Rewrite every line of the data below with "Please annotate" swapped for "Mark every", changing nothing else. Leave the pictures out of your answer.

Dataset items
---

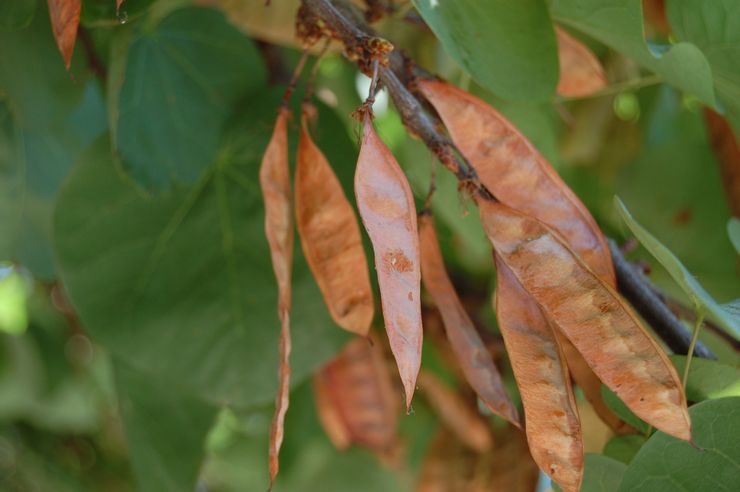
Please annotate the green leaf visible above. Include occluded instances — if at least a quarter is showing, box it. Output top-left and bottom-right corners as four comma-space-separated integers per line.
604, 434, 647, 464
54, 92, 355, 406
0, 0, 36, 31
0, 9, 105, 279
666, 0, 740, 135
601, 384, 650, 434
550, 0, 716, 106
670, 355, 740, 402
727, 217, 740, 255
115, 362, 217, 492
112, 8, 265, 189
414, 0, 558, 101
553, 453, 627, 492
619, 397, 740, 492
614, 196, 740, 339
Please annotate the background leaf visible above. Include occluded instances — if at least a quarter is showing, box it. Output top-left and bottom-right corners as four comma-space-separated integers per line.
550, 0, 716, 106
414, 0, 558, 100
113, 8, 265, 189
115, 362, 217, 492
55, 93, 353, 406
619, 397, 740, 492
666, 0, 740, 136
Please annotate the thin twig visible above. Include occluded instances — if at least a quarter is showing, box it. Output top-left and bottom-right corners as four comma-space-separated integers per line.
282, 48, 308, 108
683, 311, 704, 389
608, 239, 717, 359
303, 38, 331, 102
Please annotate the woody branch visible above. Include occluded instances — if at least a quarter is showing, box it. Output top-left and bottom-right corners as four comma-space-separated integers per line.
303, 0, 715, 358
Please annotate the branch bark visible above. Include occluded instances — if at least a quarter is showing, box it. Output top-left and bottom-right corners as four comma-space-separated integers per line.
303, 0, 716, 359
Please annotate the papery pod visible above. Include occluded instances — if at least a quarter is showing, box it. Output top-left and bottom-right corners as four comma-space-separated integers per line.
295, 106, 373, 336
259, 108, 293, 483
495, 255, 583, 491
555, 26, 606, 97
478, 199, 691, 440
48, 0, 82, 70
419, 214, 520, 427
314, 338, 400, 452
419, 80, 623, 430
419, 371, 492, 453
418, 80, 616, 286
355, 114, 423, 411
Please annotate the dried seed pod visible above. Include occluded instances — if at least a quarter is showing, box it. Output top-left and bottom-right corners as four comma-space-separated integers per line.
260, 108, 293, 483
419, 371, 493, 453
314, 338, 398, 453
48, 0, 82, 70
355, 114, 422, 411
419, 215, 519, 427
495, 255, 583, 491
555, 26, 606, 97
419, 80, 616, 286
295, 108, 373, 336
478, 200, 691, 440
419, 81, 624, 429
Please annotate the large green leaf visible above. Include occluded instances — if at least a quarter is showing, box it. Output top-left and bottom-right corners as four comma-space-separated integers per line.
110, 8, 265, 189
671, 355, 740, 402
727, 217, 740, 255
553, 453, 627, 492
54, 93, 355, 405
115, 362, 217, 492
666, 0, 740, 135
0, 8, 105, 278
614, 197, 740, 339
619, 397, 740, 492
202, 384, 404, 492
414, 0, 558, 101
550, 0, 716, 106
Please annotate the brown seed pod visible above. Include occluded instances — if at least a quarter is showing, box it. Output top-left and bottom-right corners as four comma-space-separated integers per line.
419, 215, 520, 427
295, 109, 373, 337
494, 255, 583, 491
355, 113, 423, 411
555, 26, 606, 97
259, 108, 293, 483
478, 200, 691, 440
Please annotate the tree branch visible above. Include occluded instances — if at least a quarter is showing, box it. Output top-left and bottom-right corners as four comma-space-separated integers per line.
607, 239, 717, 359
303, 0, 715, 359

---

### Answer
Mark every the green leaf visible above. Include occluded instances — if at least a quarter is showing, box it. Output top-left and bottom-right corners as four comma-space-separated integers per line.
604, 434, 647, 464
54, 92, 355, 406
0, 0, 36, 31
0, 9, 105, 279
666, 0, 740, 135
601, 384, 650, 434
550, 0, 716, 106
670, 355, 740, 402
727, 217, 740, 255
115, 362, 217, 492
112, 8, 265, 189
414, 0, 558, 101
553, 453, 627, 492
619, 397, 740, 492
614, 196, 740, 339
Mark every the background leaf visible above. Include occluded instances — if at least a quarter is showing, box it. Output top-left and bottom-right corners as four comma-space-separated integers per line.
550, 0, 716, 106
414, 0, 558, 100
113, 8, 265, 189
115, 362, 217, 492
55, 93, 353, 406
619, 397, 740, 492
666, 0, 740, 136
Mark every the thin twig visible above. Include occluded instances — if at least a quarter is showing, box it. Output top-left and bottom-right corners as four comma-space-separated integers per line.
282, 48, 308, 108
683, 311, 704, 389
608, 239, 717, 359
303, 38, 331, 102
Mark every the woody branch visible above. Include occluded instances — if at least a quarter is showing, box it. Output top-left and bottom-right corners as four comma-space-separated integers per line.
303, 0, 715, 358
Mark every the branch bark visible above. Include occluded instances — if at least a quarter is showing, box it. Output top-left and bottom-right corners as four comma-space-separated integers per line.
303, 0, 716, 359
Mark every the papery pod visible above. Include occluded instances — if at least a quarter is showing, box it. Output top-left and bottom-right corners as four comma-space-separated integers per line.
295, 106, 373, 336
259, 108, 293, 483
495, 255, 583, 491
555, 26, 606, 97
478, 199, 691, 440
48, 0, 82, 70
419, 214, 520, 427
314, 338, 400, 452
419, 80, 623, 430
419, 371, 492, 453
418, 80, 616, 286
355, 114, 423, 411
Mark every the dried seed pod visible above. Include occluded instances — if at least a quarter is showing, box it. Output top-left and bottom-right corners as four comma-space-separated integers per line.
260, 108, 293, 483
419, 371, 493, 453
314, 338, 398, 453
48, 0, 82, 70
355, 114, 422, 411
419, 215, 519, 427
495, 255, 583, 491
555, 26, 606, 97
419, 80, 616, 286
295, 108, 373, 336
478, 200, 691, 440
419, 81, 624, 429
Mark every the large green leaf visible above. Include occluded instances — if at least a quarter is showing, box it. Output top-left and bottom-right corners as four comma-space-separated integers per line.
110, 8, 265, 189
671, 355, 740, 402
727, 217, 740, 255
553, 453, 627, 492
54, 93, 355, 405
115, 362, 217, 492
666, 0, 740, 135
0, 8, 105, 278
614, 197, 740, 339
619, 397, 740, 492
202, 384, 404, 492
414, 0, 558, 101
550, 0, 716, 106
Mark every the brown seed pod visible above. Include occluded instances — if at least a quarter is showing, box it. Output top-left and bottom-right corners as four comma-space-separated integers per line.
419, 215, 520, 427
295, 109, 373, 337
494, 255, 583, 491
355, 113, 423, 411
555, 26, 606, 97
259, 108, 293, 483
478, 200, 691, 440
Mark every the tree branch visible above. Include occluded instances — if at least a quarter is showing, box it. Output top-left and bottom-right corners as four comma-space-separated integers per line.
607, 239, 717, 359
303, 0, 715, 359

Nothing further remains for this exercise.